Jamion Christian (born April 18, 1982) is an American college basketball coach, who was most recently the head coach of the George Washington Colonials men's basketball team. He previously was the head coach at Siena and Mount St. Mary's.

Biography 
Christian was born and raised in Quinton, Virginia. As a shooting guard, he led New Kent High School to a Virginia High School League State Championship with a 26–0 record and earned the VHSL Group A State Player of the Year honors. Christian then became a shooting guard and a three-year captain for Mount St. Mary's under head coaches Jim Phelan and Milan Brown. Christian has a strong pedigree in athletics, Christian's father, John, was a standout track athlete at Virginia State University. The elder Christian is in the Virginia State University Hall of Fame and is a retired Head Coach of the Charles City High School Track & Field team. His mother was middle school teacher for New Kent County.

His brother Jarell Christian, is currently the Head Coach of the Maine Celtics in the NBA G League.

Assistant coaching career 
Christian began his coaching career as an assistant at Emory and Henry College (2004–06), Bucknell (2006–08) and then William & Mary (2008–11). While with Coach Shaver and the Tribe, Christian recruited two of the most successful players in Tribe history: Brandon Britt and Marcus Thornton.

Christian then served as an assistant at Virginia Commonwealth (2011–12) under head coach Shaka Smart, helping the Rams to the third round of the 2012 NCAA tournament after upsetting #5 seed Wichita State in the 2nd round. Coach Christian also helped the rams to a 2012 CAA Tournament championship and finished 2011–12 season with the most wins in school history (29).

....

* **Task requirements**
[1] Return, word for word, the portion of the Jamion Christian biography starting with "His brother Jarell" and going on through "and Marcus Thornton.".
[2] Supply the next part of the Jamion Christian biography, picking up after its final sentence.
The listing comes from a separate source.

* **Source excerpt**
....

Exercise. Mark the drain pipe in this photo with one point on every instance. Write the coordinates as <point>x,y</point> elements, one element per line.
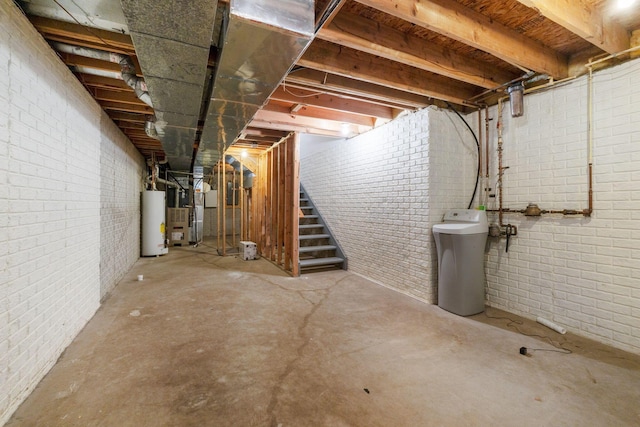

....

* **In response**
[1]
His brother Jarell Christian, is currently the Head Coach of the Maine Celtics in the NBA G League.

Assistant coaching career 
Christian began his coaching career as an assistant at Emory and Henry College (2004–06), Bucknell (2006–08) and then William & Mary (2008–11). While with Coach Shaver and the Tribe, Christian recruited two of the most successful players in Tribe history: Brandon Britt and Marcus Thornton.

[2]
Head coaching career 
Mount St. Mary's hired Christian as head coach on March 26, 2012. Christian implemented an up-tempo offense and “mayhem” defense, comparable to VCU's "havoc" defense popularized by Shaka Smart. After his first season at the helm, Christian was named finalist for the 2013 Joe B. Hall Award, presented to the top first-year head coach in Division 1.

During the 2012–13 season, the Mountaineers qualified for the NEC tournament. As a No. 5 seed, Mount St. Mary's upset Bryant and Robert Morris, but lost to Long Island University in the championship game. During the 2013–14 season, the Mountaineers won the NEC tournament and earned an automatic bid to the NCAA tournament, their first appearance since 2008.

Christian was also responsible for overseeing development of Rashad Whack (2014 NEC Tournament MVP and 2nd Team All-NEC; 2013 NEC All-Tournament Team), Julian Norfleet (2014 NEC All-Tournament Team and 2nd Team All-NEC), Sam Prescott (2014 NEC All-Tournament Team) and Shivaughn Wiggins (2013 NEC Rookie of the Year and CollegeInsider.com Mid-Major Freshman of the Year).

On May 2, 2018, Christian replaced Jimmy Patsos as the head coach at Siena. He guided the Saints to a nine-win turnaround from the previous year, finishing 17–16 overall and 11–7 in MAAC play, and a second place finish. It would be his only season on the job as he accepted the head coaching position at George Washington on March 21, 2019. Christian was fired from George Washington on March 14, 2022, after three seasons.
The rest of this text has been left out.